The material below must be retyped in full, with every line kept exactly as it is.

* _Entries provided_
☆ ☆ ☆ ☆ ☆

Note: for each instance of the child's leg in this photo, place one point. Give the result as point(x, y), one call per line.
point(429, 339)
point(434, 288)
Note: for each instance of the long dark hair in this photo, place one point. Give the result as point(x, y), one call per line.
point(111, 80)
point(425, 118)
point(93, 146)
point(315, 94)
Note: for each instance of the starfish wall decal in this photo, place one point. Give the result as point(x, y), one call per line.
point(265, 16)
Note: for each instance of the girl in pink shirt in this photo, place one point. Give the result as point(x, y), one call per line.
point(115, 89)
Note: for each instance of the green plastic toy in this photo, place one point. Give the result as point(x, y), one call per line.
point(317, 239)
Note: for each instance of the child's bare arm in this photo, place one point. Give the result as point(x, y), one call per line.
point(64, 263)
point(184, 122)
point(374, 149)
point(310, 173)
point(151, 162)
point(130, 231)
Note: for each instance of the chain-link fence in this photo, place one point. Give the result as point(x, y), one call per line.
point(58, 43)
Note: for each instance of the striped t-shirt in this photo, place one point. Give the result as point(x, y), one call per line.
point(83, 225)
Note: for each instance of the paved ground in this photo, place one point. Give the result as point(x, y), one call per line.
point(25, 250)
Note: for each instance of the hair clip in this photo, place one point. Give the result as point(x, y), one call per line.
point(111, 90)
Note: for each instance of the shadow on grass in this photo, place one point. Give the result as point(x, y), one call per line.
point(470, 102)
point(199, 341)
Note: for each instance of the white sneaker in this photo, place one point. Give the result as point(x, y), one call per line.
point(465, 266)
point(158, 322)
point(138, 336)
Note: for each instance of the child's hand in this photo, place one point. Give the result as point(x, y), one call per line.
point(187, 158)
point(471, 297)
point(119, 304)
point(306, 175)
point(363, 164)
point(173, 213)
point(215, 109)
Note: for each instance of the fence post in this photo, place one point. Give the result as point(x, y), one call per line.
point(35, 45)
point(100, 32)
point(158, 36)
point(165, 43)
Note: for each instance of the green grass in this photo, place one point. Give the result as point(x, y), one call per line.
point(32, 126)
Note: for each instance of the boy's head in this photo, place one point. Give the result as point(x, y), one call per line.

☆ ☆ ☆ ☆ ☆

* _Response area_
Note: for each instance of the child's leg in this photo, place one point. Give the result as point(x, y), one call per line.
point(429, 339)
point(434, 288)
Note: for each instance of the long dark hair in this photo, place one point. Give the result as point(x, y), one call per line.
point(111, 80)
point(425, 118)
point(93, 146)
point(315, 94)
Note: for each instance of the starfish wall decal in this photo, place one point. Give the result as point(x, y), one call per line.
point(265, 16)
Note: for each instance of the girl in pink shirt in this photo, place one point. Give the result as point(x, y), one call per line.
point(115, 89)
Note: for each instance of the green plastic toy in this photo, place one point. Give the result as point(x, y), one call per line.
point(317, 239)
Note: for each instance of the child's bare arm in this photo, place one point. Give the result as point(x, y), one call per line.
point(64, 263)
point(184, 122)
point(374, 149)
point(310, 173)
point(151, 162)
point(130, 231)
Note: for each instance of the chain-link fence in this photo, place one point. Give the result as point(x, y), one call per line.
point(58, 43)
Note: for each instance of the striped t-shirt in this photo, place one point. Give the result as point(x, y), one call per line.
point(83, 225)
Note: for each instance of the paved ground in this photo, place one point. Give the result as point(x, y), one call per line.
point(25, 250)
Note: for each instance of the hair clip in this photo, place one point. Give the result as point(x, y), one call per line.
point(111, 90)
Note: for each instance of the shadow on grass in this photo, place one point. Give the result as point(x, y), one call per line.
point(470, 102)
point(199, 341)
Note: for each instance of the white sneaker in this photo, place one point. Give the result as point(x, y), one call per line.
point(465, 266)
point(158, 322)
point(138, 336)
Note: for each instance of the child's hand in this photo, place one point. Give the result as point(x, y), one call per line.
point(187, 158)
point(471, 297)
point(119, 304)
point(306, 175)
point(363, 164)
point(173, 213)
point(215, 109)
Note: for each instance of the fence post in this photo, place one point. Give the result as point(x, y), one call per line.
point(35, 45)
point(100, 32)
point(158, 36)
point(165, 43)
Note: for each instance of the green grass in this photo, place one point. Give the result as point(x, y), one call per line.
point(32, 126)
Note: for each instance of the boy's head in this photo, place one point. Give the result as point(x, y), one call per line.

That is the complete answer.